Text segment ::
The 'sense of I' is termed the biophysical marker. It is part of the brain's communicative sign and emerges during infancy.

It might seem that a complication arises because we are aware of ourselves and can reflect on our perceptions, thoughts and responses. There is a state A, then B follows which considers or reconsiders A and we are conscious of this activity. Brown et al., in their 2019 review of associated theories, say that: 'Subjective experience is the stuff of novels, poems, and songs, of our emotions and memories, the essence of being a human.' Followed by: 'However, there is no generally accepted theory of the phenomena being studied.' But as said, being human this way is not science. These assumptions come from a brain-generated construct which serves neural communication but is scientifically erroneous: Brown et al.'s article offers no explanation of how 'the phenomena' (consciousness) derives from the physical brain.

By contrast, the biophysical marker continually identifies this organism in neural communication, and the so-called 'inner world', open to hierarchical reflection and enquiry (Higher Order Theories), is replaced by sharable physical signing of the brain's causal orientations. Its successive nature (one upon another) is the mechanism of communication in time. For example, I may appear to see a fox and then realize it is a dog. The past fox seeing is considered while the current dog seeing occurs. But the apparent situation is not a reconsidering of my position (as mental subject) but a new causal orientation occurring successively one or more times with the old. The supposed self having the experience is actually the biophysical marker which persists in both states as the foundation of communication. One might ask: 'But surely we are aware of our self thinking about itself?' Again, this presupposes there is a self which thinks about things including itself. No such self exists. 'My past', as established neural structures, and 'the imagined future', as developing structures, are brain-signs which express the brain's immediate causality and are co-present with the biophysical marker.⁹ Obviously, however, what is manifest is greater expressive complexity. And, as Brown et al. mention, this may be evident to some degree in other animals.

Categories-of-Interaction

To proceed further we need now a distinction between categories-of-the-world and what has been supposed the self's response to those categories. Consider Lisa Feldman Barrett's book: How Emotions are Made: The Secret Life of the Brain (2017).

She says, 'Pain, like emotion and stress, appears to be a whole brain construction.... The pathways sending nociception predictions down to the body and those bringing nociceptive input up to the brain, are closely related to interoception. (It's even possible that nociception is a form of interoception.) Overall, the body sensations that are categorized as pain, stress, and emotions are fundamentally the same, even at the level of neurons in the brain and spinal cord. Distinguishing between pain, stress, and emotion is a form of emotional granularity' (pp. 206-207).

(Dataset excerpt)
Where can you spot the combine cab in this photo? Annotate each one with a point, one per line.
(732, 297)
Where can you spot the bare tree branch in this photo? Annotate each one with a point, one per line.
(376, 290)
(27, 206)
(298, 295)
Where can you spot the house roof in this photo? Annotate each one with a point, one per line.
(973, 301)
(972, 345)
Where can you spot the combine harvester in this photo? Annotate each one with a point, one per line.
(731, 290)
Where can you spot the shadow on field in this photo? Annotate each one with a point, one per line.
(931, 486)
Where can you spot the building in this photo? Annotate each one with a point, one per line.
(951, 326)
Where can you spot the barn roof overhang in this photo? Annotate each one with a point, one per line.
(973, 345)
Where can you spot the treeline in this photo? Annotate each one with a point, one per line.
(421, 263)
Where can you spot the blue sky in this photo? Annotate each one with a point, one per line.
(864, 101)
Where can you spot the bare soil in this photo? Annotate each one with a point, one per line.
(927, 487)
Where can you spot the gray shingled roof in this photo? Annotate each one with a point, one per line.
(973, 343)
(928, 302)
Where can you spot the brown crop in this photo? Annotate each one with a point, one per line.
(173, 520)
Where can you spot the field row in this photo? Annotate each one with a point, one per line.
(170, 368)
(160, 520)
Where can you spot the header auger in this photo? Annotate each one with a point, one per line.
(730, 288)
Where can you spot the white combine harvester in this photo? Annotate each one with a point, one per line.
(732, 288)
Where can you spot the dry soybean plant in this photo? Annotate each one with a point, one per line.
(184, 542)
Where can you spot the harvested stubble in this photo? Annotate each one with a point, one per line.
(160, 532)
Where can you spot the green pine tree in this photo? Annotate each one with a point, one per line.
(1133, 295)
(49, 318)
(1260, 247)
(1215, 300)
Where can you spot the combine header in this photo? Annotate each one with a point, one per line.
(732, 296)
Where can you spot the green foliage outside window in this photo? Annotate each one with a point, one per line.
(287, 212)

Task requirements ::
(a) In the text on the sense of I, what is the 'sense of I' termed?
(b) Duplicate the dataset entries word for word, beginning with the first entry and stopping after the line that contains "(1215, 300)".

Worked answers ::
(a) It is termed the biophysical marker.

(b)
Where can you spot the combine cab in this photo? Annotate each one with a point, one per line.
(732, 297)
Where can you spot the bare tree branch in this photo? Annotate each one with a point, one per line.
(376, 290)
(27, 206)
(298, 295)
Where can you spot the house roof in this photo? Annotate each one with a point, one per line.
(973, 301)
(972, 345)
Where can you spot the combine harvester in this photo? Annotate each one with a point, one per line.
(731, 290)
Where can you spot the shadow on field in this photo? Annotate each one with a point, one per line.
(931, 486)
Where can you spot the building in this photo? Annotate each one with a point, one per line.
(951, 326)
Where can you spot the barn roof overhang in this photo? Annotate each one with a point, one per line.
(973, 345)
Where can you spot the treeline in this photo? Annotate each one with a point, one per line.
(421, 263)
Where can you spot the blue sky in this photo? Annotate each one with a point, one per line.
(864, 101)
Where can you spot the bare soil in this photo? Annotate each one with a point, one per line.
(927, 487)
Where can you spot the gray shingled roof in this photo? Annotate each one with a point, one per line.
(973, 343)
(928, 302)
Where can you spot the brown crop in this photo? Annotate each one with a point, one per line.
(173, 520)
Where can you spot the field row in this photo? Annotate each one with a point, one per line.
(170, 368)
(160, 520)
Where can you spot the header auger in this photo? Annotate each one with a point, one per line.
(730, 288)
Where can you spot the white combine harvester in this photo? Annotate each one with a point, one per line.
(732, 288)
Where can you spot the dry soybean plant in this photo? Annotate each one with a point, one per line.
(184, 542)
Where can you spot the harvested stubble in this photo? Annotate each one with a point, one per line.
(160, 532)
Where can you spot the green pine tree in this photo? Annotate each one with a point, one per line.
(1133, 295)
(49, 318)
(1260, 247)
(1215, 300)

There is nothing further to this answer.